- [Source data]
**********

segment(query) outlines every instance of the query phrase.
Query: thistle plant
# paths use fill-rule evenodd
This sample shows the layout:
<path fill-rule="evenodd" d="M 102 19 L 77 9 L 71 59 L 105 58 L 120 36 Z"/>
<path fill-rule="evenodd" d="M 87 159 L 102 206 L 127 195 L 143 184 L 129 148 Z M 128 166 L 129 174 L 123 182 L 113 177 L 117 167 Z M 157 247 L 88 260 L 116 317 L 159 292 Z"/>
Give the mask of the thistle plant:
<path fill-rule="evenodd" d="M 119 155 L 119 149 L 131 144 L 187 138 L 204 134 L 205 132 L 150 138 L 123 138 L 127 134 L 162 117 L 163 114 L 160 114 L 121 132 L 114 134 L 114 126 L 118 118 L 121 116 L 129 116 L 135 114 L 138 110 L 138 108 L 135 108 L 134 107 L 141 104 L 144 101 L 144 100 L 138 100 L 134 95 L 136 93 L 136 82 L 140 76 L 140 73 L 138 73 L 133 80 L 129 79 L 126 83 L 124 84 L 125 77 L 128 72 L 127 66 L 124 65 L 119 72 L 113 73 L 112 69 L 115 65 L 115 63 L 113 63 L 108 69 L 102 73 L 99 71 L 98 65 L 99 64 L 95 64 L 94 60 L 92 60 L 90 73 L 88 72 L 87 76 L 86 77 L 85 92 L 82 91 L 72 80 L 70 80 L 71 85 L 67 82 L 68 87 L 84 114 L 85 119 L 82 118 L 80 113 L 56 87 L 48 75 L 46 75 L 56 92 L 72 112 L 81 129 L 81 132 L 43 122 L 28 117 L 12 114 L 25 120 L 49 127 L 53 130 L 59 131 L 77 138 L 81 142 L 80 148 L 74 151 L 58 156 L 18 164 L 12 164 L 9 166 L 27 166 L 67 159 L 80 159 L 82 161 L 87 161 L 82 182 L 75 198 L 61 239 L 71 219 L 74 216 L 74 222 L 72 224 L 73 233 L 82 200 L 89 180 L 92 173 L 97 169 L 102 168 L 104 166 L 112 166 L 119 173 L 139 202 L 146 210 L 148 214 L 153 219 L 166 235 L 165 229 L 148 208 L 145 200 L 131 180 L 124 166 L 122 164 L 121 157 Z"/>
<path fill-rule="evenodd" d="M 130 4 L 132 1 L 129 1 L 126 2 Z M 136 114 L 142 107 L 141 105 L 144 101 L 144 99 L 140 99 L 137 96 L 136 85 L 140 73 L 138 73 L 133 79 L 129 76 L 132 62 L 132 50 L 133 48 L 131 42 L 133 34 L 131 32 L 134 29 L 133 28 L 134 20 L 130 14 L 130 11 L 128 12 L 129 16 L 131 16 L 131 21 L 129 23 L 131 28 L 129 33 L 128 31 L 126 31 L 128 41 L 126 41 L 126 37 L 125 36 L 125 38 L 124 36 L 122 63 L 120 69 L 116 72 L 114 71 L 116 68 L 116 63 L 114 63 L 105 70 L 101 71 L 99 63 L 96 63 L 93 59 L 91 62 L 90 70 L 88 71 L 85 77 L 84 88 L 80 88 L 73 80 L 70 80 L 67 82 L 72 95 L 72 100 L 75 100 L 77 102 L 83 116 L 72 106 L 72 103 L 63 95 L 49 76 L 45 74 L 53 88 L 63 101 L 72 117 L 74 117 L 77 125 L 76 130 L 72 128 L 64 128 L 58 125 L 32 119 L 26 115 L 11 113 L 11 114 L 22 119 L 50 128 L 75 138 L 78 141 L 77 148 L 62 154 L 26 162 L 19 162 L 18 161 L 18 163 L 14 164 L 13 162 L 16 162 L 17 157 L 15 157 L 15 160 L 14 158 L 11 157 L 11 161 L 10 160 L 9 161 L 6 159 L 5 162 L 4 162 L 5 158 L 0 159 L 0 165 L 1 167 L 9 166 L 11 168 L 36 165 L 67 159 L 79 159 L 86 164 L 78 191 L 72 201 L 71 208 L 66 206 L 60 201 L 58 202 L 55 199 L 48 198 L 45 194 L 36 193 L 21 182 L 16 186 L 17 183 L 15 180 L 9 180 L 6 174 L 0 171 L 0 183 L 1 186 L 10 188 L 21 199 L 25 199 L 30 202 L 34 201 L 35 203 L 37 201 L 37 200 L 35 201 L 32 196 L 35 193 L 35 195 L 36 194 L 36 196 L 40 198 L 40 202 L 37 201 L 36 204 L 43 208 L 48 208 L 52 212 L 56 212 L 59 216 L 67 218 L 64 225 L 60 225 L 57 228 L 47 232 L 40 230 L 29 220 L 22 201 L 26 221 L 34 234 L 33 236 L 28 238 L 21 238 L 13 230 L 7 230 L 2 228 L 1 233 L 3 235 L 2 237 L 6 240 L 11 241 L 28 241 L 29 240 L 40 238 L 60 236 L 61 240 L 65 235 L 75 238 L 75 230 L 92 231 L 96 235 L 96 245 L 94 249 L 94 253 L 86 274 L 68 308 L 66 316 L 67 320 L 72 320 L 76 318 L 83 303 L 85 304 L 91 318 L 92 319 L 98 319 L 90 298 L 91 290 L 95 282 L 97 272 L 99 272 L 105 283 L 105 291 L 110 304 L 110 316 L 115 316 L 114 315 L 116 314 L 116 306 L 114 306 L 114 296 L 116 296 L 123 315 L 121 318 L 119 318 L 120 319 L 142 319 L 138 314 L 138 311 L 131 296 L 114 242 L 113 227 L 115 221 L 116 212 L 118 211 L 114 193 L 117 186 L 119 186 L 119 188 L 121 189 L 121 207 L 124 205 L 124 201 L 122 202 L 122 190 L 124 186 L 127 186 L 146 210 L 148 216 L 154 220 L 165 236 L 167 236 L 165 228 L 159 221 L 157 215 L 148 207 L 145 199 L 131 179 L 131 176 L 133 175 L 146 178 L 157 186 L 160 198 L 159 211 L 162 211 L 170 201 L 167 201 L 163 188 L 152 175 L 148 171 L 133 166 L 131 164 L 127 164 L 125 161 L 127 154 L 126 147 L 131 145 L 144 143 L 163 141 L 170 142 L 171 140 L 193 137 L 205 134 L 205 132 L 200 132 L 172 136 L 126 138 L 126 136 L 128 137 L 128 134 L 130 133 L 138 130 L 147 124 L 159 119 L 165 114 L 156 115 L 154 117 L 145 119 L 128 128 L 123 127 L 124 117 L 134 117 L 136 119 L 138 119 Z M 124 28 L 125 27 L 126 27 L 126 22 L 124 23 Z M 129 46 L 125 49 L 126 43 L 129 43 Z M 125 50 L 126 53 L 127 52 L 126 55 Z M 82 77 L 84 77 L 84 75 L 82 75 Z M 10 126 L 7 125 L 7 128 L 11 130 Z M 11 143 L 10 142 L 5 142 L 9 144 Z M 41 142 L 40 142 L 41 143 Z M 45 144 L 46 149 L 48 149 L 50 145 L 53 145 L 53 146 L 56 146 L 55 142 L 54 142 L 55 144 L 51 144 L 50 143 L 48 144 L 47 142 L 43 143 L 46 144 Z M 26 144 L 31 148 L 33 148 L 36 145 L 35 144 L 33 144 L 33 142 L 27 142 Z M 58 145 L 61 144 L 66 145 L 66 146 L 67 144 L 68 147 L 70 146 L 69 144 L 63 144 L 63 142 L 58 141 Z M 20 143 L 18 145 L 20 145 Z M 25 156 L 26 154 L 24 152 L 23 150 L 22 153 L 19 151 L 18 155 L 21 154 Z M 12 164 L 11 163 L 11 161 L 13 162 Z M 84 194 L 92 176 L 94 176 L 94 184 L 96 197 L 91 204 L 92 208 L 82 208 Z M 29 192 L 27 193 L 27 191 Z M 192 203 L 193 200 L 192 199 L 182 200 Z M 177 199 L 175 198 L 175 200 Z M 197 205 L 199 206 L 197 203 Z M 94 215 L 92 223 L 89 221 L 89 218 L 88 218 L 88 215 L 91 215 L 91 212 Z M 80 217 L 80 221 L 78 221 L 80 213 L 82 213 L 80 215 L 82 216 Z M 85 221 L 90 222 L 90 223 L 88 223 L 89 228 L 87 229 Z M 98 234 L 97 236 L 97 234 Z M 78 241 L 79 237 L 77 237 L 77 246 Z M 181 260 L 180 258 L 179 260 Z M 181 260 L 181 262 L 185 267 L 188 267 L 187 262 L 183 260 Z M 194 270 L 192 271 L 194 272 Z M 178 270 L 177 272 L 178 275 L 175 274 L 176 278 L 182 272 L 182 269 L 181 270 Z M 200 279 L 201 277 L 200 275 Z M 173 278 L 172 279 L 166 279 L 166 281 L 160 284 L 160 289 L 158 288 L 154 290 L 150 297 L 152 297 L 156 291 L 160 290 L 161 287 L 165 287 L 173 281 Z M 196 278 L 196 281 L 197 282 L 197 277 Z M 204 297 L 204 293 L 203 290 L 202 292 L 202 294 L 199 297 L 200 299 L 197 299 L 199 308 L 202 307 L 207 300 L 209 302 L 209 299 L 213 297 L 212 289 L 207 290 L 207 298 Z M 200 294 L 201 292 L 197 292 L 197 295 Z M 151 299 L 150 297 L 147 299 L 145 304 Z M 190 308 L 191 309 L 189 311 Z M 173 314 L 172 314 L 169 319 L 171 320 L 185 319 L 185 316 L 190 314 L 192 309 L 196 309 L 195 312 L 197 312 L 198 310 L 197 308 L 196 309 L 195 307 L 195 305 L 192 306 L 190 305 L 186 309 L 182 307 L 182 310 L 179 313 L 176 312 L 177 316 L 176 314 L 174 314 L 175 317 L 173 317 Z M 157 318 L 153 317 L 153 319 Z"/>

**********

Give the lines of the data as a JSON list of strings, one string per line and blank lines left out. Cover only the lines from the first line of the data up to and including the line that contains "119 155 L 119".

[
  "segment(query) outlines every instance of the query phrase.",
  "Query: thistle plant",
  "# paths use fill-rule evenodd",
  "This sample shows the layout:",
  "<path fill-rule=\"evenodd\" d=\"M 102 19 L 77 9 L 71 59 L 105 58 L 120 36 Z\"/>",
  "<path fill-rule=\"evenodd\" d=\"M 87 159 L 102 206 L 127 195 L 143 184 L 129 148 Z M 128 166 L 129 174 L 123 182 L 113 177 L 117 167 Z M 157 247 L 88 260 L 116 317 L 159 292 Z\"/>",
  "Give the mask of the thistle plant:",
  "<path fill-rule=\"evenodd\" d=\"M 119 155 L 119 149 L 131 144 L 187 138 L 204 134 L 205 132 L 150 138 L 123 138 L 127 134 L 162 117 L 163 114 L 160 114 L 121 132 L 114 134 L 114 126 L 118 118 L 121 116 L 129 116 L 135 114 L 138 110 L 138 108 L 135 108 L 134 107 L 141 104 L 144 101 L 144 100 L 138 100 L 134 95 L 136 93 L 136 82 L 140 76 L 140 73 L 138 73 L 133 80 L 129 79 L 126 83 L 124 84 L 125 77 L 128 72 L 127 66 L 124 65 L 119 72 L 113 73 L 112 69 L 115 65 L 115 63 L 113 63 L 108 69 L 102 73 L 99 71 L 98 65 L 99 64 L 95 64 L 94 60 L 92 60 L 90 73 L 88 72 L 87 76 L 86 77 L 85 92 L 82 91 L 72 80 L 70 80 L 71 85 L 67 82 L 68 87 L 84 114 L 85 119 L 82 118 L 80 113 L 56 87 L 48 75 L 46 75 L 56 92 L 72 112 L 81 129 L 81 132 L 43 122 L 28 117 L 12 114 L 25 120 L 49 127 L 53 130 L 59 131 L 77 138 L 81 142 L 80 148 L 74 151 L 58 156 L 18 164 L 12 164 L 9 166 L 27 166 L 67 159 L 80 159 L 82 161 L 87 161 L 82 182 L 75 198 L 61 239 L 71 219 L 74 216 L 74 222 L 72 224 L 73 233 L 82 200 L 89 180 L 92 173 L 97 169 L 102 168 L 104 166 L 112 166 L 119 173 L 139 202 L 146 210 L 148 214 L 153 219 L 166 235 L 165 229 L 148 208 L 145 200 L 131 180 L 124 166 L 122 164 L 121 157 Z\"/>"
]